§ Page text
[Haskell-beginners] Square root algorithm

PATRICK BROWNE patrick.browne at dit.ie
Mon Sep 11 12:44:51 UTC 2017 

Why is it the sqrt0 function is so much slower than sqrt1. Does the where
clause allow intermediate values to be stored?
Regards,
Pat
sqrt0 :: Int -> Int
sqrt0 0 =  0
sqrt0 1 =  1
sqrt0 n =   ((sqrt0 (n - 1)) + (n `quot` sqrt0 (n-1))) `quot` 2
-- sqrt0 25 several minutes
sqrt1 :: Int -> Int
sqrt1 n
 | n ==  0              = 0
 | n ==  1              = 1
 | otherwise            = div (k + ( div n k)) 2
 where k = sqrt1(n-1)
-- sqrt1 25 instant


On 9 September 2017 at 05:49, KC <kc1956 at gmail.com> wrote:

> One approach
>
> One function to compute the next iterate
>
> Another function to call the computation function until results are within
> some tolerance
>
> It's usually presented as separation of control and computation 😎
>
> --
> Sent from an expensive device which will be obsolete in a few months
> Casey
>
> On Sep 3, 2017 1:23 AM, "mike h" <mike_k_houghton at yahoo.co.uk> wrote:
>
>> Hi,
>>
>> To help me in learning Haskell I started blogging about some of the
>> things I’ve looked at.

(Part of a data file)
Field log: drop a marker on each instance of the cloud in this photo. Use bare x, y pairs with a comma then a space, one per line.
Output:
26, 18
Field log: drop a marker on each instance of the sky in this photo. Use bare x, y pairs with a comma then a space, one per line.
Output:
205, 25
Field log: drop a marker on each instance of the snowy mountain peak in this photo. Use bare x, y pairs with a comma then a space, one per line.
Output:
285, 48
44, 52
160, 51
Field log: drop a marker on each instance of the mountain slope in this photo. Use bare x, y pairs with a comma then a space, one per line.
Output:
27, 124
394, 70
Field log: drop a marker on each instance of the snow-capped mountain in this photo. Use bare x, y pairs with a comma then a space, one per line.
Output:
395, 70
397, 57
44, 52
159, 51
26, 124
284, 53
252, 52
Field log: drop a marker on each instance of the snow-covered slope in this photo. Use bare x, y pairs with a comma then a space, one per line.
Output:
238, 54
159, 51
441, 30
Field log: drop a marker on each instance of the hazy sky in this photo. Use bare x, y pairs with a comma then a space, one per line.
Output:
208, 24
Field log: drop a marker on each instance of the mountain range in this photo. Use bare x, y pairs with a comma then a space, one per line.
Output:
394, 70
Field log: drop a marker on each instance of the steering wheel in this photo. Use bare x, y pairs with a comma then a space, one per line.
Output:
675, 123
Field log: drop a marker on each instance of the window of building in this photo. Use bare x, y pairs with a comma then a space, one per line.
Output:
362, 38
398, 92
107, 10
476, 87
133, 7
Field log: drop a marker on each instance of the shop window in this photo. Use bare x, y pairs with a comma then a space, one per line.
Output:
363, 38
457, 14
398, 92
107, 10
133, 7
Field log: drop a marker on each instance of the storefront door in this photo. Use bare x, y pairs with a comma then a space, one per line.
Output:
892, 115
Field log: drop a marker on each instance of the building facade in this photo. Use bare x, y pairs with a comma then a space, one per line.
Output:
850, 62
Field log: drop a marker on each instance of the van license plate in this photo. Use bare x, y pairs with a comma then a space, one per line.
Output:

§ Exercises to complete
(A) Can you retype the Haskell thread, beginning at the words "PATRICK BROWNE patrick.browne" and stopping after "to be stored?"?
(B) How would you sum up the Haskell thread in two sentences?
(C) Which dates appear in the Haskell thread?

§ Outputs by task
(A)
PATRICK BROWNE patrick.browne at dit.ie
Mon Sep 11 12:44:51 UTC 2017 

Why is it the sqrt0 function is so much slower than sqrt1. Does the where
clause allow intermediate values to be stored?

(B) Patrick Browne asks why his sqrt0 function is so much slower than sqrt1, noting that sqrt0 25 takes several minutes while sqrt1 25 is instant, and whether the where clause allows intermediate values to be stored. An earlier quoted reply from KC suggests one function that computes the next iterate and another that calls it until the results are within some tolerance, an approach usually presented as separation of control and computation.

(C)
- Mon Sep 11, 2017 (12:44:51 UTC)
- 9 September 2017
- Sep 3, 2017